Exercise description.
Would you retype, word for word, the line with "Target: small stone structure" and every line after it through the end of the records below?

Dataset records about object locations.
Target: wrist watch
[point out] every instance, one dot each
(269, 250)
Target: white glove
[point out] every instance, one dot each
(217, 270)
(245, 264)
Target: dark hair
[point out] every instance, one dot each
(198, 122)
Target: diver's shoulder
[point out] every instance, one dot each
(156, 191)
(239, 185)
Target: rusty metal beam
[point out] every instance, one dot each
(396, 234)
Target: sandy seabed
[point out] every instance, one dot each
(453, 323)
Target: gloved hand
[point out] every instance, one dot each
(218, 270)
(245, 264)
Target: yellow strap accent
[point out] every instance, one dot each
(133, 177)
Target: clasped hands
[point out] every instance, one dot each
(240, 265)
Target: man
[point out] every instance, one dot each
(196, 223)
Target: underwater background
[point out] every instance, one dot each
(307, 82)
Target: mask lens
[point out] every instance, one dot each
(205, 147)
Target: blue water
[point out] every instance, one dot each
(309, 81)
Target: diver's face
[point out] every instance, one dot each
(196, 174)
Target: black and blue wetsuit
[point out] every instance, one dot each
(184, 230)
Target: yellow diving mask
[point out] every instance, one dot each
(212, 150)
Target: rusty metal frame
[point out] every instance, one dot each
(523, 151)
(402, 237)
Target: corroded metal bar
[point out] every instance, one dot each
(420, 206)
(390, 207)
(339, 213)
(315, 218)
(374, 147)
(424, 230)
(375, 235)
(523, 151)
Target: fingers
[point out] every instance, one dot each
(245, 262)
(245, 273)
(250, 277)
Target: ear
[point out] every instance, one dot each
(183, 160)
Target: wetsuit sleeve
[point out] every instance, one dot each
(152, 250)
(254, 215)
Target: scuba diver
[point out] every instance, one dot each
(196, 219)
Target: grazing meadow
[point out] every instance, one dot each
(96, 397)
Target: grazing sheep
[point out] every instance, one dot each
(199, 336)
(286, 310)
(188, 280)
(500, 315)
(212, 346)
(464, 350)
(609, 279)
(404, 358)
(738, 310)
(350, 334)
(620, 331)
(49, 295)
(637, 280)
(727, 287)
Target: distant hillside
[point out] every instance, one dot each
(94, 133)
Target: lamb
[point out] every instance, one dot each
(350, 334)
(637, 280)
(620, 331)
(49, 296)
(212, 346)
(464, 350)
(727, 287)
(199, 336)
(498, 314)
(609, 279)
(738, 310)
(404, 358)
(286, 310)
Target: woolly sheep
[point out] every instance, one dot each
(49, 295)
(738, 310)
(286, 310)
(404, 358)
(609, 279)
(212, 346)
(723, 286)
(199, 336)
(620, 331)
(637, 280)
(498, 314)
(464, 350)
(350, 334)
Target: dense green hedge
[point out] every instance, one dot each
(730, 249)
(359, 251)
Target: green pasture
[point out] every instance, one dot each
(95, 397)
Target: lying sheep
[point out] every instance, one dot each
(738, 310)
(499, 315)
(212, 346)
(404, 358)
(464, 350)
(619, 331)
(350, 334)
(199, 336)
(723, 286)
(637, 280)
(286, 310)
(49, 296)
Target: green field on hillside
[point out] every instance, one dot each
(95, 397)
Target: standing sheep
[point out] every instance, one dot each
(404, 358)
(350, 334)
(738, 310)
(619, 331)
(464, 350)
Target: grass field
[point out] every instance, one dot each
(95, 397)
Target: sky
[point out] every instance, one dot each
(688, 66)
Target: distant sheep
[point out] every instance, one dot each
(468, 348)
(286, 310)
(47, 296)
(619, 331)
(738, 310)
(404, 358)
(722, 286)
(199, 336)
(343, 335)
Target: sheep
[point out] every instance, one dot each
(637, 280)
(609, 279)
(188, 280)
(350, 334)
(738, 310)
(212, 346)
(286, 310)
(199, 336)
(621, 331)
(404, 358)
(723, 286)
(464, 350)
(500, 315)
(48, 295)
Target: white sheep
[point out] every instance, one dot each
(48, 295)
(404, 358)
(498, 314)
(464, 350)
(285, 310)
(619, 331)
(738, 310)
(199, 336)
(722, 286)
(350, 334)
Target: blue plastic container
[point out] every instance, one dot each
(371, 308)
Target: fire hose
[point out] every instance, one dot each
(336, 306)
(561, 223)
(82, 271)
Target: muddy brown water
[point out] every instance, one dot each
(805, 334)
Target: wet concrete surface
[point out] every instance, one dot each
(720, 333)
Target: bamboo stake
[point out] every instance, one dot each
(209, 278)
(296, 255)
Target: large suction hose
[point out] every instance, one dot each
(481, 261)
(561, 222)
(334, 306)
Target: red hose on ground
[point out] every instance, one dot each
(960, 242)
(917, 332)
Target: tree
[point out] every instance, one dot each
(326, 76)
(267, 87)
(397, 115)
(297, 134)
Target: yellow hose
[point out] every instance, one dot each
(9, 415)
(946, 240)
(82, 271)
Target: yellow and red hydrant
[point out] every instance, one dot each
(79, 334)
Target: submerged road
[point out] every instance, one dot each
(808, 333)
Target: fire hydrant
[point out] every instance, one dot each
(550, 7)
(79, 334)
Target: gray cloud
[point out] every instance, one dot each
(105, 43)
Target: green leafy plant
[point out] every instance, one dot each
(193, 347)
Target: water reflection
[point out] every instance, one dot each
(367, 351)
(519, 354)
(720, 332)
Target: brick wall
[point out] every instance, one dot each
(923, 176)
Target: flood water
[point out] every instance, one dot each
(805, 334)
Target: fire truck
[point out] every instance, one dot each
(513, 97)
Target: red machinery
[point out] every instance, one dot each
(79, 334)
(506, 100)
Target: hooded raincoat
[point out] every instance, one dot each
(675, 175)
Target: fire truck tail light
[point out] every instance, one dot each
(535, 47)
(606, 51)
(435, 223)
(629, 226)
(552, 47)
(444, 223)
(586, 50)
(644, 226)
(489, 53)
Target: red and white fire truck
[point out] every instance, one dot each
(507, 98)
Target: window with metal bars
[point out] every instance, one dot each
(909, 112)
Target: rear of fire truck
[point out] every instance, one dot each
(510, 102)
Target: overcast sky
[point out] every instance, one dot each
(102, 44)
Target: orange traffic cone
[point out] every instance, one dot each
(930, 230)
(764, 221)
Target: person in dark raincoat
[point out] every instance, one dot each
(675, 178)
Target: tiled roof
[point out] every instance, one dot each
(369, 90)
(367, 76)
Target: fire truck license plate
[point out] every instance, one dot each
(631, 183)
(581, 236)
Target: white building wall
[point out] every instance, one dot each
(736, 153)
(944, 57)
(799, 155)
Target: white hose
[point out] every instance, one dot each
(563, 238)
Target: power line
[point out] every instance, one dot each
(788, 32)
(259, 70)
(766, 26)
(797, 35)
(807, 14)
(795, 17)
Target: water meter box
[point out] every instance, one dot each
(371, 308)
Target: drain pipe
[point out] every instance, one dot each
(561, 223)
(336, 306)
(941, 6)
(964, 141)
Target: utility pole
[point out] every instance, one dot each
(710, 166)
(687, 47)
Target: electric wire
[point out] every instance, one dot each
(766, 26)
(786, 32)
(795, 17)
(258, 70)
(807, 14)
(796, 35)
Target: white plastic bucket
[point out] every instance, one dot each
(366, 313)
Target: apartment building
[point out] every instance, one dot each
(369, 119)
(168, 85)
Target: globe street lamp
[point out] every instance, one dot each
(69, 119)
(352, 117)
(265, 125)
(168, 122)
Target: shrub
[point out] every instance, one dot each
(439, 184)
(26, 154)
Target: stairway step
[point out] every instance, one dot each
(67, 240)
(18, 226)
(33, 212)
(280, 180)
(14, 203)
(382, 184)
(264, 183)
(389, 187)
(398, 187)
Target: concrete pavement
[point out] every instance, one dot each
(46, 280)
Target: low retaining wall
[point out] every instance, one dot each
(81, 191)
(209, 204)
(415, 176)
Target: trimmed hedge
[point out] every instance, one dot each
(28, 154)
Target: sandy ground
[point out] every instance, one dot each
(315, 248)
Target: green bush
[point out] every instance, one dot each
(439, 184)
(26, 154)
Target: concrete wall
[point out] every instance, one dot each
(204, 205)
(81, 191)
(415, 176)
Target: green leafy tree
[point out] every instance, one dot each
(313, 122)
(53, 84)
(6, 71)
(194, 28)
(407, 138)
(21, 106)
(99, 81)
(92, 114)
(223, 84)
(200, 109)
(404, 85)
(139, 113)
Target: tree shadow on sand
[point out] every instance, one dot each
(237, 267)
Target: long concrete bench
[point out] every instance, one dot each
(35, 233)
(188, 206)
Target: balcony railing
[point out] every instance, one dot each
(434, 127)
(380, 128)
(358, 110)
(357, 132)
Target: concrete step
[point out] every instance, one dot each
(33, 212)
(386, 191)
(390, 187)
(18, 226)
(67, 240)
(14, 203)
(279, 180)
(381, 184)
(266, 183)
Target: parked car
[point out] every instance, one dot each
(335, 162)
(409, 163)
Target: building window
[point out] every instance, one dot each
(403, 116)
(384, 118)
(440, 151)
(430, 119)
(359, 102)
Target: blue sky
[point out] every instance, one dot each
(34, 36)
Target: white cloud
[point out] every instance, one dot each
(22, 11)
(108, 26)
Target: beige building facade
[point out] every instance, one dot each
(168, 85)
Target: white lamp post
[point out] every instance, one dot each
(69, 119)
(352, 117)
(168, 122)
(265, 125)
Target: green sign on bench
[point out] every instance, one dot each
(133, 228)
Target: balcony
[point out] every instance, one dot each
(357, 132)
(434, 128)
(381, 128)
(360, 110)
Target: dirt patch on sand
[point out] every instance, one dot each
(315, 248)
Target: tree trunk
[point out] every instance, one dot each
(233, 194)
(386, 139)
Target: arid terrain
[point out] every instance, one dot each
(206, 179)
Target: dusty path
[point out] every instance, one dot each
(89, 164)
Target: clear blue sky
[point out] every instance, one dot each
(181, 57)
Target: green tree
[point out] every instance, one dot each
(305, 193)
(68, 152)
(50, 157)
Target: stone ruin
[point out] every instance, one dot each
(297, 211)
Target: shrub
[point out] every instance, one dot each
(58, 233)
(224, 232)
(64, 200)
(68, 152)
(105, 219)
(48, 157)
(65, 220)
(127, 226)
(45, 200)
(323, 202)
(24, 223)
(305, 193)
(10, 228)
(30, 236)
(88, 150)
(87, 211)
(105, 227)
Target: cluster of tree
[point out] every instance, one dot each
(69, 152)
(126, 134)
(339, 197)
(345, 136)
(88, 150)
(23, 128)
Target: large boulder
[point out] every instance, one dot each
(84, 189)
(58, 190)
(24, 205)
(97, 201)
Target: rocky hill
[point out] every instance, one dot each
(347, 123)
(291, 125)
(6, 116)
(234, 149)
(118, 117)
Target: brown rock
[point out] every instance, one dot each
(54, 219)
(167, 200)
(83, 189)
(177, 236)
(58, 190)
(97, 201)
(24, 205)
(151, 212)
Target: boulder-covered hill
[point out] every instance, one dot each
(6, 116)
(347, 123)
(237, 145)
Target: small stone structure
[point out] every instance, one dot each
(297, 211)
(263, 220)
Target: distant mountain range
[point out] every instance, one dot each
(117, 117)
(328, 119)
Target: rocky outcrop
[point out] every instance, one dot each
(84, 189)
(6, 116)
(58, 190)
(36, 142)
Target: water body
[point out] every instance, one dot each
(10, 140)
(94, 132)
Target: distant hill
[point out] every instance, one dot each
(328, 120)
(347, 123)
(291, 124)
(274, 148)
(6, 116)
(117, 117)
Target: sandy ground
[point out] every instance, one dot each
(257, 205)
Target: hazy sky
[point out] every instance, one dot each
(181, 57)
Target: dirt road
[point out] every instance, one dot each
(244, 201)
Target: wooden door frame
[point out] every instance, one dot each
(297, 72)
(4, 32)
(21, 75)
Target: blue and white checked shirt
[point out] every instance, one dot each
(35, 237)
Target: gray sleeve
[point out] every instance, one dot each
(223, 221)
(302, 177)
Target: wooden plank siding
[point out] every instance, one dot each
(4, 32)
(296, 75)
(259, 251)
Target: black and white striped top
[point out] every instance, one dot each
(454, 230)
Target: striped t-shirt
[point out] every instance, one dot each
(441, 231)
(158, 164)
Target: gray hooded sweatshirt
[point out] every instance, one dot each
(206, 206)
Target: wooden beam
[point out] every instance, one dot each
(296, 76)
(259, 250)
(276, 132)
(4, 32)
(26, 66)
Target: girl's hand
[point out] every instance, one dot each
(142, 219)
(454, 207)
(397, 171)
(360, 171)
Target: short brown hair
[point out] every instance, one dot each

Worked solution.
Target: small stone structure
[point out] every instance, one dot each
(297, 211)
(263, 220)
Target: distant mountain range
[point out] every instance, one dot each
(117, 117)
(328, 119)
Target: rocky outcrop
[point out] every instance, one dot each
(84, 189)
(6, 116)
(58, 190)
(36, 142)
Target: water body
[point out] every instance, one dot each
(10, 140)
(94, 132)
Target: distant hill
[point out] every instance, one dot each
(328, 120)
(347, 123)
(291, 124)
(274, 148)
(6, 116)
(117, 117)
Target: sandy ground
[point out] every instance, one dot each
(257, 205)
Target: hazy sky
[point out] every instance, one dot each
(181, 57)
Target: dirt road
[point out] every instance, one dot each
(244, 201)
Target: wooden door frame
[point out] every instance, one dot each
(297, 72)
(4, 32)
(21, 75)
Target: blue and white checked shirt
[point out] every instance, one dot each
(35, 237)
Target: gray sleeve
[point out] every instance, one dot each
(223, 221)
(302, 177)
Target: wooden plank siding
[point out] every instance, one dot each
(4, 32)
(296, 75)
(259, 251)
Target: black and white striped top
[point out] every instance, one dot each
(454, 230)
Target: striped t-shirt
[point out] every instance, one dot each
(441, 231)
(158, 164)
Target: gray hooded sweatshirt
[point out] every instance, one dot each
(206, 206)
Target: wooden beam
[point out] every instance, one dot each
(296, 76)
(259, 250)
(276, 132)
(4, 32)
(26, 66)
Target: girl's hand
[point out] every instance, one dot each
(142, 219)
(454, 207)
(397, 171)
(360, 171)
Target: short brown hair
[point out] every instance, one dot each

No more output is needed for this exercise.